TASK PROMPT:
Which lines fall between the one containing "A point falls on each instance of the shoreline" and the one containing "pixel 405 190", inclusive? Extract them from the records below and reproduce them word for word, nothing else.

** start INFORMATION GIVEN **

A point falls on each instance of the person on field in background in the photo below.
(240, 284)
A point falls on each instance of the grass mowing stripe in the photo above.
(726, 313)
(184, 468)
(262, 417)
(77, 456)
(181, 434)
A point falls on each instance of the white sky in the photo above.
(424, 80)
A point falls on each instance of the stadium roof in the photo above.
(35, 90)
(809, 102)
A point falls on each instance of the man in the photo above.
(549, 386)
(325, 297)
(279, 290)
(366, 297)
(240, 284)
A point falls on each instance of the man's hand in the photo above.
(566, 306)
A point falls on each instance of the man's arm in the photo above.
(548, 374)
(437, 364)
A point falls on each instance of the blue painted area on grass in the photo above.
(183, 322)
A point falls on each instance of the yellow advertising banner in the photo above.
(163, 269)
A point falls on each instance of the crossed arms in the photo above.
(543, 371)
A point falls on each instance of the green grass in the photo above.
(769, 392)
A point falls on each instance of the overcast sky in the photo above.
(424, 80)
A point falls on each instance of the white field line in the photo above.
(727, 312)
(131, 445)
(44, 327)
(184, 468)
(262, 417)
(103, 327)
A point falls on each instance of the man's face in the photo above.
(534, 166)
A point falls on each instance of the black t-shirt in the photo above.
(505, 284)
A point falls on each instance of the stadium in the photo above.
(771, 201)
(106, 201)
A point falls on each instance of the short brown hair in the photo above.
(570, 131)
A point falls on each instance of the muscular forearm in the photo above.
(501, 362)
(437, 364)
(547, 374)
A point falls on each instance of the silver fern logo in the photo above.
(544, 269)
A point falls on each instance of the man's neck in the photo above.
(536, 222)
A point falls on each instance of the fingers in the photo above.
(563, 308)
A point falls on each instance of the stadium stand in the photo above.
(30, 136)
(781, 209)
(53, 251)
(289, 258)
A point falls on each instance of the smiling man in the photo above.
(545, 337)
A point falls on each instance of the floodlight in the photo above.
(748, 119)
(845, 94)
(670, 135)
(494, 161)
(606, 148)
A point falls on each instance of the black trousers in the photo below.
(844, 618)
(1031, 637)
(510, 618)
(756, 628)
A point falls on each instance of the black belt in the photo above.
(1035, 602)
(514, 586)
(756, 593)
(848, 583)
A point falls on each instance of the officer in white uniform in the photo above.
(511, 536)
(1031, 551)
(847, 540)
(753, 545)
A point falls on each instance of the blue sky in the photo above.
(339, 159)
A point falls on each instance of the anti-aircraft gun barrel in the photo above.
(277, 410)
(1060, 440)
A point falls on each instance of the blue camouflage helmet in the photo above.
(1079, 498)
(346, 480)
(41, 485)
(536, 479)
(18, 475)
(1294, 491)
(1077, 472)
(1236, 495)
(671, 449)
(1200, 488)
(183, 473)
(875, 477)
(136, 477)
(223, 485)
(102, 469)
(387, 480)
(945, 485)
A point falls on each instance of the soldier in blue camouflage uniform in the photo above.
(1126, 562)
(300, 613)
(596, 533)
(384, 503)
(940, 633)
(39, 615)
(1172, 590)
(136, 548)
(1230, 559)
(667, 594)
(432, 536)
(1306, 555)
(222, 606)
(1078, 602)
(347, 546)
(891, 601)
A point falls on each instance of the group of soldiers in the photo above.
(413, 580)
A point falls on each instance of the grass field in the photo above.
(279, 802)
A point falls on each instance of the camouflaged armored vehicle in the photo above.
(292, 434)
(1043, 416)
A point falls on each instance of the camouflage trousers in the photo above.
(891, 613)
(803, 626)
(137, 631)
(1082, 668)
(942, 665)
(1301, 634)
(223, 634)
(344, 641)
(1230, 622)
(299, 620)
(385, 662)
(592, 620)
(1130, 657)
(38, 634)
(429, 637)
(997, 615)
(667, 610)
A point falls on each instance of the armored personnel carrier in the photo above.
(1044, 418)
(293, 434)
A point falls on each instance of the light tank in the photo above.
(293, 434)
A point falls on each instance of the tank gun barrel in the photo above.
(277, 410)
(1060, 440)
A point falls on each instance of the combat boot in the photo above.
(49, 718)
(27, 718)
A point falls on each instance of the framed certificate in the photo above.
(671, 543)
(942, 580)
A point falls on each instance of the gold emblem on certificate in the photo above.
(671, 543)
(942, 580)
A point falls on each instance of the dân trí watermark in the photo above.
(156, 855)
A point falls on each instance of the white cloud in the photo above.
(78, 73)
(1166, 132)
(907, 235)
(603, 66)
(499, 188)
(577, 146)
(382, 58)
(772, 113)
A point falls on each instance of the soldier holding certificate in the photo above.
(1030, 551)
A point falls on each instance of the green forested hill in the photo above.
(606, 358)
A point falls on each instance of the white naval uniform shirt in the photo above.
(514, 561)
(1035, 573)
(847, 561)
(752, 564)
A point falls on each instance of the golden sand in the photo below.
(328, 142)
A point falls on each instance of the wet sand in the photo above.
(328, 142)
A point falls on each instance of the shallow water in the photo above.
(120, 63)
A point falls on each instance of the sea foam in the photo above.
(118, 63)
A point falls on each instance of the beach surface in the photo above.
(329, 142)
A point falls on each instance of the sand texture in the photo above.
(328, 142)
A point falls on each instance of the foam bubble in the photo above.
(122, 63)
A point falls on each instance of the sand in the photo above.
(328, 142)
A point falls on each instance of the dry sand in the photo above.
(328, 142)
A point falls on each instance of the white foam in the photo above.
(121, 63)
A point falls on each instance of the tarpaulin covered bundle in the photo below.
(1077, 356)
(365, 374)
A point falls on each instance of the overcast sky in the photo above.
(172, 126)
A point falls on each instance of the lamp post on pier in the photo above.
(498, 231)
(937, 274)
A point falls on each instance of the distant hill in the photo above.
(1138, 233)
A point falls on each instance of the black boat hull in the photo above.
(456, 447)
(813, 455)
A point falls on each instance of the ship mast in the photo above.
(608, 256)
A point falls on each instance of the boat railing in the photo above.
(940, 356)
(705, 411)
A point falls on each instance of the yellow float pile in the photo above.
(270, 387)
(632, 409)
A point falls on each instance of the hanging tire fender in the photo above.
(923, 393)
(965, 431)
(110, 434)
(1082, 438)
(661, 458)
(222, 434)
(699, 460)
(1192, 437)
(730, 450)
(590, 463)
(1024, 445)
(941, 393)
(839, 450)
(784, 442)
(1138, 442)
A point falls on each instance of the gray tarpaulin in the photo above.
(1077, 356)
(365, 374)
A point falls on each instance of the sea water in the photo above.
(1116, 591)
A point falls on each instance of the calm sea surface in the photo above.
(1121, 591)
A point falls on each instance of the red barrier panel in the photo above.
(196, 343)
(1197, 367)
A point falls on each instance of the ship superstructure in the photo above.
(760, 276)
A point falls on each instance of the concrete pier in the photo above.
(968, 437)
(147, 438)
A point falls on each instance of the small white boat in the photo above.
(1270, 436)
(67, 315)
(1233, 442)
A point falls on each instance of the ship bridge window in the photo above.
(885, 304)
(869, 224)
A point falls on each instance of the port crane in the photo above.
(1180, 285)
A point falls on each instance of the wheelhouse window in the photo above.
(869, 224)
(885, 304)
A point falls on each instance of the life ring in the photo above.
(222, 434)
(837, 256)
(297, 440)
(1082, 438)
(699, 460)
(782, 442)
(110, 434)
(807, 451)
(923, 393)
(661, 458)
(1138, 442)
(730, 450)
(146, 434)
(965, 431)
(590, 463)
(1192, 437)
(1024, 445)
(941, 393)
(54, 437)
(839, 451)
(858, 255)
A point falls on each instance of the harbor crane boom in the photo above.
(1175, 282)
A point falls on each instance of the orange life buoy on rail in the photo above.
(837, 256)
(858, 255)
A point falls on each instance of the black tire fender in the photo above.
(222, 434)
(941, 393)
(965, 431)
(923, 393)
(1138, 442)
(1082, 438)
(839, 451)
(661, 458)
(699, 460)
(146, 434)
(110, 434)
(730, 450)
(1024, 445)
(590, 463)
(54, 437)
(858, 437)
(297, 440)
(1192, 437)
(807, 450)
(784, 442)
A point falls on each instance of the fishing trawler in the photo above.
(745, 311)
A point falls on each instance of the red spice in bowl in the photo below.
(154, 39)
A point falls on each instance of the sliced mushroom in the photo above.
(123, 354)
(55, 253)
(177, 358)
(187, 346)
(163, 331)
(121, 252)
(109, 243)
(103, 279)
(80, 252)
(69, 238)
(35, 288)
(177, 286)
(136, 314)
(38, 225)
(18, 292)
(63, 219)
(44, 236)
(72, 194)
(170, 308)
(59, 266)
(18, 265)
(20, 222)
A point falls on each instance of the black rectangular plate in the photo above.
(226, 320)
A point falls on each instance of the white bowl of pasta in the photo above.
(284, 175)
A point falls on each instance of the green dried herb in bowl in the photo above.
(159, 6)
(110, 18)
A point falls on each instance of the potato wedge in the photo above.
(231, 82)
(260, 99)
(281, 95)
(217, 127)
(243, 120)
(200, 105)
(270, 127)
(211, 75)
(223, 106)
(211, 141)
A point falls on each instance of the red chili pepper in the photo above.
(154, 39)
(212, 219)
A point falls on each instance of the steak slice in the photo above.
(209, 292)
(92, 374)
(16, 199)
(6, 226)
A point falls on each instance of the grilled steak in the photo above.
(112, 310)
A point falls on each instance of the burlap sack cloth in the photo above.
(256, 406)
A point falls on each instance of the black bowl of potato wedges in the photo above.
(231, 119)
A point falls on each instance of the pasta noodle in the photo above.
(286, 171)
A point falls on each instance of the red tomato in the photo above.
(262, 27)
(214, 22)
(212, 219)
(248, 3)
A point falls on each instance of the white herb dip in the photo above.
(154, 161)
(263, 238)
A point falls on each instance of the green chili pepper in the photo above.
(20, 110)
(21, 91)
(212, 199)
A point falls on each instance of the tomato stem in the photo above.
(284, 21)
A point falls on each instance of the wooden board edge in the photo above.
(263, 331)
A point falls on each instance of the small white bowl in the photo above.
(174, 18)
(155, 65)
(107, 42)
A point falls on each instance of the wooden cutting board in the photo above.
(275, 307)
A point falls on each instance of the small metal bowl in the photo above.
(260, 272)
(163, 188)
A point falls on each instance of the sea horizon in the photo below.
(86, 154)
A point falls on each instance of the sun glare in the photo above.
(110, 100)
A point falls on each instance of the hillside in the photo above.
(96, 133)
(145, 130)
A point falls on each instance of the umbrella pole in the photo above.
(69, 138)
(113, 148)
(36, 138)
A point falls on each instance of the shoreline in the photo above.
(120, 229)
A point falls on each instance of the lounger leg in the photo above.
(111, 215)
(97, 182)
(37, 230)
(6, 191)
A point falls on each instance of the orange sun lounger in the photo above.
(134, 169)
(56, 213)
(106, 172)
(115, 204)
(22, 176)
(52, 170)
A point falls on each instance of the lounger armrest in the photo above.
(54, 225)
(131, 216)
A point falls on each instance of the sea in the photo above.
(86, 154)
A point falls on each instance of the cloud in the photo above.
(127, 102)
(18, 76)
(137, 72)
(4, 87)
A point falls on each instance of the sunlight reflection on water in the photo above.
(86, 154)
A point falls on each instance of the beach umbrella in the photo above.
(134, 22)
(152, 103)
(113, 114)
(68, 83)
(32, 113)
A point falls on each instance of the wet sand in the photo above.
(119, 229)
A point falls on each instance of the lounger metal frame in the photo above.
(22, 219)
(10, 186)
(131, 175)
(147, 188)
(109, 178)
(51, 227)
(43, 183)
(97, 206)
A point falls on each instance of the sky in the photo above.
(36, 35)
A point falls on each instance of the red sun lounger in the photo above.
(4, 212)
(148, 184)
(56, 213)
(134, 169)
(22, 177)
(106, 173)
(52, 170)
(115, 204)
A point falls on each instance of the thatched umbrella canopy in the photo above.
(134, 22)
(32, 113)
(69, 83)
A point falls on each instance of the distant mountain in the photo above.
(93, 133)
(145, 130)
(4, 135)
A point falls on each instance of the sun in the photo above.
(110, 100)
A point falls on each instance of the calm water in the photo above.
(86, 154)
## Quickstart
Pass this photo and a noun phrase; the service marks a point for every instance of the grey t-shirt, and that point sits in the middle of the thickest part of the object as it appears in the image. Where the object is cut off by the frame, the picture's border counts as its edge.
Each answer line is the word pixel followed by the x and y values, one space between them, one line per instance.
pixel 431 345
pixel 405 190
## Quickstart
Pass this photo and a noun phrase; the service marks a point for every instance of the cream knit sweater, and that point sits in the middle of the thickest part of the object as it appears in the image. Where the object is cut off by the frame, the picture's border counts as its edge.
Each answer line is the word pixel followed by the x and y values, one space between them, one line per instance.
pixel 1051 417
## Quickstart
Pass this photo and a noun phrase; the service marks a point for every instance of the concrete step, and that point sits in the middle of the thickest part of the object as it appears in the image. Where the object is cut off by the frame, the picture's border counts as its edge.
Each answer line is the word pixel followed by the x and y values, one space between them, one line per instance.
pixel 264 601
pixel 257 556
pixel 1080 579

** end INFORMATION GIVEN **

ANSWER TO THE EXERCISE:
A point falls on each instance of the shoreline in the photo above.
(120, 229)
A point falls on each instance of the lounger leg in the photo above.
(111, 215)
(97, 182)
(37, 230)
(6, 191)
A point falls on each instance of the orange sun lounger in the photo above.
(134, 169)
(56, 213)
(106, 172)
(115, 204)
(22, 176)
(52, 170)
A point falls on each instance of the lounger armrest in the photo above.
(54, 225)
(131, 216)
A point falls on each instance of the sea in the photo above.
(86, 154)
A point falls on each instance of the cloud in the photo above.
(127, 102)
(18, 76)
(137, 72)
(4, 87)
A point falls on each instance of the sunlight reflection on water in the photo above.
(86, 154)
A point falls on each instance of the beach umbrella in the photo above.
(134, 22)
(152, 103)
(113, 114)
(68, 83)
(32, 113)
A point falls on each instance of the wet sand in the photo above.
(119, 229)
A point falls on each instance of the lounger metal frame in the photo above.
(22, 219)
(10, 186)
(131, 175)
(147, 188)
(109, 178)
(51, 227)
(43, 183)
(97, 206)
A point falls on each instance of the sky in the photo above.
(36, 35)
A point falls on each instance of the red sun lounger in the photo above.
(4, 212)
(148, 184)
(56, 213)
(134, 169)
(22, 177)
(106, 173)
(52, 170)
(115, 204)
A point falls on each instance of the thatched umbrella canopy in the photo above.
(134, 22)
(32, 113)
(69, 83)
A point falls on each instance of the distant mountain in the photo above.
(93, 133)
(145, 130)
(4, 135)
A point falls on each instance of the sun in the photo above.
(110, 100)
A point falls on each instance of the calm water in the photo above.
(86, 154)
## Quickstart
Pass this photo and a noun phrase; the service marks a point for every instance of the grey t-shirt, and that point sits in the middle of the thickest part of the object as it appears in the image. Where the object is cut off by the frame, the picture's border counts as its edge.
Each answer line is the word pixel followed by the x and y values, one space between them, one line per instance.
pixel 431 345
pixel 405 190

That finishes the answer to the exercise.